Extrait du texte -

M. de M... l’a mieux réfuté en deux pages que Jaquelot, Saurin, Le Clerc, en plusieurs volumes. J’ajouterois Jurieu, s’il n’y avoit une espèce d’indécence à comparer le théologien le plus fougueux au philosophe le plus modéré.

À propos de Jurieu, il me vient une idée qui se lie à mon sujet. Bayle, flétrissant la religion, étoit un grand homme et un mauvais logicien ; Jurieu, défendant la religion, étoit bon logicien et homme abominable : c’est que l’un avoit des talents et l’autre de la malice ; c’est qu’on est grand par l’esprit, et abominable par le cœur. N’allez pas croire, ami lecteur, que je veuille vous insinuer que les gazetiers ecclésiastiques soient des Jurieu : Jurieu avoit du mérite.

(Entrées tirées d'un recueil)
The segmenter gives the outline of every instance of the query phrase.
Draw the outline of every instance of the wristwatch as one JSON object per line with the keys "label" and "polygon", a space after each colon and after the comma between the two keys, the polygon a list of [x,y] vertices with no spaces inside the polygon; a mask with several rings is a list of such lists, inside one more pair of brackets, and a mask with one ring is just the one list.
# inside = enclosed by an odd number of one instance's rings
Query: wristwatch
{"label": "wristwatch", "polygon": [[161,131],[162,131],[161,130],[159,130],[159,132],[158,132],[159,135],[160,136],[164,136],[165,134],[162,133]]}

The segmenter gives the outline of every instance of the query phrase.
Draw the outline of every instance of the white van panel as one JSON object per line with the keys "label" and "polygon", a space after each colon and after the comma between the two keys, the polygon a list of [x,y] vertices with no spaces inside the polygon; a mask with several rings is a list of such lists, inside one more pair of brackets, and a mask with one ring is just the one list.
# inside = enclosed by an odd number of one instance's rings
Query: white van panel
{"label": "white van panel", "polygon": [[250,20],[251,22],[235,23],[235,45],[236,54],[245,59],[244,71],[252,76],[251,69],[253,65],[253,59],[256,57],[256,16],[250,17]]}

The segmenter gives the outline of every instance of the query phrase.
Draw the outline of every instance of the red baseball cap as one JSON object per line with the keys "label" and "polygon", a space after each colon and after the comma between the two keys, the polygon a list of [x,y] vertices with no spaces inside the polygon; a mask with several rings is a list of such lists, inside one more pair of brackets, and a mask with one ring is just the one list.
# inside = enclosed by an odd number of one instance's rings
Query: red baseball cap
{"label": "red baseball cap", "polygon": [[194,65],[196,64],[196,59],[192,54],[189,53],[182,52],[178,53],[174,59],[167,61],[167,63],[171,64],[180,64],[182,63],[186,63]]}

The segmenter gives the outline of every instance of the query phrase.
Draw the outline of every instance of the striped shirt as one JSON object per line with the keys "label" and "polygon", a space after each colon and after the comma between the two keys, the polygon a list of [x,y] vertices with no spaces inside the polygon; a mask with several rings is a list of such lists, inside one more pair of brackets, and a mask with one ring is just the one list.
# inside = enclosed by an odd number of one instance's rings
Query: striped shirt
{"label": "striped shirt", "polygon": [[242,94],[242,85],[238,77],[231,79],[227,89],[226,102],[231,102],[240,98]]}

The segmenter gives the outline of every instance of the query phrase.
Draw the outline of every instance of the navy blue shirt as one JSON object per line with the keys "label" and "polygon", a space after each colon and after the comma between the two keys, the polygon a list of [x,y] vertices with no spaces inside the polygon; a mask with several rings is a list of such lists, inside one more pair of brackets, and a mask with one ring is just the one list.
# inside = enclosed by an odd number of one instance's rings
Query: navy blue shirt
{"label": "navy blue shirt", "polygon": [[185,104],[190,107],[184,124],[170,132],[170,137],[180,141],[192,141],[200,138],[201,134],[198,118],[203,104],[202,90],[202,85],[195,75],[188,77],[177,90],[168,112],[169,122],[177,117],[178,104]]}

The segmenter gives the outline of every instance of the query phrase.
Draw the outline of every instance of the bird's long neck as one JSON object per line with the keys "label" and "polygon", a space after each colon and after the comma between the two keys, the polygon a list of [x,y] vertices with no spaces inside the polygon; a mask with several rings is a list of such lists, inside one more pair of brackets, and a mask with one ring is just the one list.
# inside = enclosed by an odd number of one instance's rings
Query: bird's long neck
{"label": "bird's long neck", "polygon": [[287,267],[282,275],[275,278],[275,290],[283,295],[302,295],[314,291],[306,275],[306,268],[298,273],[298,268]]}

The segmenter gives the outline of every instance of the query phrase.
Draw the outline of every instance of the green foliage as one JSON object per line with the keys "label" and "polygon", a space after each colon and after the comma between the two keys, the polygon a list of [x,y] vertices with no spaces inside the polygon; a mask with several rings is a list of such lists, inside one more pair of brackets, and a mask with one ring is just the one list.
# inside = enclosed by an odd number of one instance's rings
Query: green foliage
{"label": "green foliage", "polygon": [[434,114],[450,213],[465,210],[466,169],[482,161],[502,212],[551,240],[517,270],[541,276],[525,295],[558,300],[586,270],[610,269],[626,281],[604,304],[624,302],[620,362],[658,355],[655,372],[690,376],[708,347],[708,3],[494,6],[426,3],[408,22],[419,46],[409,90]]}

Travail à faire -
A - Résumez en deux phrases le passage sur Bayle et Jurieu.
B - Reprenez le passage sur Bayle et Jurieu après sa dernière phrase et poursuivez-le.

Réponses par tâche -
A - Le passage affirme que M. de M... a réfuté en deux pages mieux que Jaquelot, Saurin et Le Clerc en plusieurs volumes, et juge presque indécent de lui comparer Jurieu, théologien le plus fougueux face au philosophe le plus modéré. Il oppose ensuite Bayle, grand homme mais mauvais logicien qui flétrissait la religion, à Jurieu, bon logicien mais homme abominable qui la défendait, car l'un avait des talents et l'autre de la malice.

B -
Il en est de Bayle comme de César, dont on admire les conquêtes, et dont on déteste l’ambition. On applaudit au talent, on en déplore l’abus. Le monde littéraire a ses héros comme le monde politique ; et ces héros ne sont guère plus vertueux dans l’un que dans l’autre.

Il falloit du génie, et un grand génie, pour attaquer la religion chrétienne, qui est si bien prouvée, pour rétablir le pyrrhonisme foudroyé, pour ramener toujours avec art les mêmes objections, pour montrer sous un nouveau jour les mêmes principes, pour rallier contre la vérité des troupes qu’on croyoit exterminées depuis plus de mille ans.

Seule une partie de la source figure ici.